- Text excerpt:
===============

# Coffee distributor - worthwhile?



## sandyjmacdonald (May 19, 2018)

Thinking of getting one of those coffee distributor things that you spin round. Probably not a £130 OCD one, but a cheaper £20-30 one on Amazon. Is it worthwhile? Does anyone use one?


----------



## MWJB (Feb 28, 2012)

I use a 54mm one with the Sage baskets, set to Razor depth. Distribute the grounds in the basket by grinding into a cup then dump grounds into PF via funnel, a couple of downward taps & side taps with heel of the hand, in with the tool & a couple of complete turns, no actual tamp, into the grouphead & pull the shot.


----------



## Rhys (Dec 21, 2014)

I use a cheapy one as well. First I use a Londinium distribution tool (looped wire thing) then level with the spinny tool before tamping. Works a treat in tackling an M3's volcano..


----------



## ashcroc (Oct 28, 2016)

===============

- Given information:
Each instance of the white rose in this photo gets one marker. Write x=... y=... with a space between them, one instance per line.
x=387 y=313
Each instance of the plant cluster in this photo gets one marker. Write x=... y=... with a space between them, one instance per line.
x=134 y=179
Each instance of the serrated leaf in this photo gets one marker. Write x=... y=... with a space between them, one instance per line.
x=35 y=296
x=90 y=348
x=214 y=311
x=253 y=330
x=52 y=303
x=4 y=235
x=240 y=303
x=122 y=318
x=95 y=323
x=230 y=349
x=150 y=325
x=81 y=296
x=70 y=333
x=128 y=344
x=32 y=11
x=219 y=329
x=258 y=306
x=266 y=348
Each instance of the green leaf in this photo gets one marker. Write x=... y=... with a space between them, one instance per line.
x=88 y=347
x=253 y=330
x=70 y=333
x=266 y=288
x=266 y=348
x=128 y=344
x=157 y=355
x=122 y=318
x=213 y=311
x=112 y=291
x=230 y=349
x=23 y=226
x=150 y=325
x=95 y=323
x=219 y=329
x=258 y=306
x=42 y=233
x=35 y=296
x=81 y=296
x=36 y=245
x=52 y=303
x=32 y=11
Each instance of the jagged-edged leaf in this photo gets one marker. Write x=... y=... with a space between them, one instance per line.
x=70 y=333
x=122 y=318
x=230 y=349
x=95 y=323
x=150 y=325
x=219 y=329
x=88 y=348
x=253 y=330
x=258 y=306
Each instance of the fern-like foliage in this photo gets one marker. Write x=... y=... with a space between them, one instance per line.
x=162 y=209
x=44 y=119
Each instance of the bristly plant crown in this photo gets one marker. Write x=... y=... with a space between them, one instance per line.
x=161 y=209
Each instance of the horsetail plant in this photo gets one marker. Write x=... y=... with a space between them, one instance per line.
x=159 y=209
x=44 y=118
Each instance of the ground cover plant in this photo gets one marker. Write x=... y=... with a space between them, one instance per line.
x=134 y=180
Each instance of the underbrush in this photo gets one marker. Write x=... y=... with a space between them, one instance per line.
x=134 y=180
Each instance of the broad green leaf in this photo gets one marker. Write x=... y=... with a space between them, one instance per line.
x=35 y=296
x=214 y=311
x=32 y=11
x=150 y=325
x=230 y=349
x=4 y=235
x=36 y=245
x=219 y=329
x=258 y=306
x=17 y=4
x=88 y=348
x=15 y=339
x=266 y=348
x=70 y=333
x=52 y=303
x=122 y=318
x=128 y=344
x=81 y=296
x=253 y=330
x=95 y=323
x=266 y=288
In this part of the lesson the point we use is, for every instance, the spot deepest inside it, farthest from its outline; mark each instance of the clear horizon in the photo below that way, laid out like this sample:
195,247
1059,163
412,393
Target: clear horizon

===============

- Jobs:
1. Answer these from the coffee distributor thread:
(a) What price range does the opening post consider for a cheaper distributor?
(b) What size distributor does MWJB use?
(c) What does Rhys use before leveling with the spinny tool?
2. Reproduce the rows word for word, from the line with "Each instance of the jagged-edged" up to and including the last line of the rows.

- Final answers:
1.
(a) £20-30, on Amazon.
(b) A 54mm one.
(c) A Londinium distribution tool (looped wire thing).

2.
Each instance of the jagged-edged leaf in this photo gets one marker. Write x=... y=... with a space between them, one instance per line.
x=70 y=333
x=122 y=318
x=230 y=349
x=95 y=323
x=150 y=325
x=219 y=329
x=88 y=348
x=253 y=330
x=258 y=306
Each instance of the fern-like foliage in this photo gets one marker. Write x=... y=... with a space between them, one instance per line.
x=162 y=209
x=44 y=119
Each instance of the bristly plant crown in this photo gets one marker. Write x=... y=... with a space between them, one instance per line.
x=161 y=209
Each instance of the horsetail plant in this photo gets one marker. Write x=... y=... with a space between them, one instance per line.
x=159 y=209
x=44 y=118
Each instance of the ground cover plant in this photo gets one marker. Write x=... y=... with a space between them, one instance per line.
x=134 y=180
Each instance of the underbrush in this photo gets one marker. Write x=... y=... with a space between them, one instance per line.
x=134 y=180
Each instance of the broad green leaf in this photo gets one marker. Write x=... y=... with a space between them, one instance per line.
x=35 y=296
x=214 y=311
x=32 y=11
x=150 y=325
x=230 y=349
x=4 y=235
x=36 y=245
x=219 y=329
x=258 y=306
x=17 y=4
x=88 y=348
x=15 y=339
x=266 y=348
x=70 y=333
x=52 y=303
x=122 y=318
x=128 y=344
x=81 y=296
x=253 y=330
x=95 y=323
x=266 y=288
In this part of the lesson the point we use is, for every instance, the spot deepest inside it, farthest from its outline; mark each instance of the clear horizon in the photo below that way, laid out like this sample:
195,247
1059,163
412,393
Target: clear horizon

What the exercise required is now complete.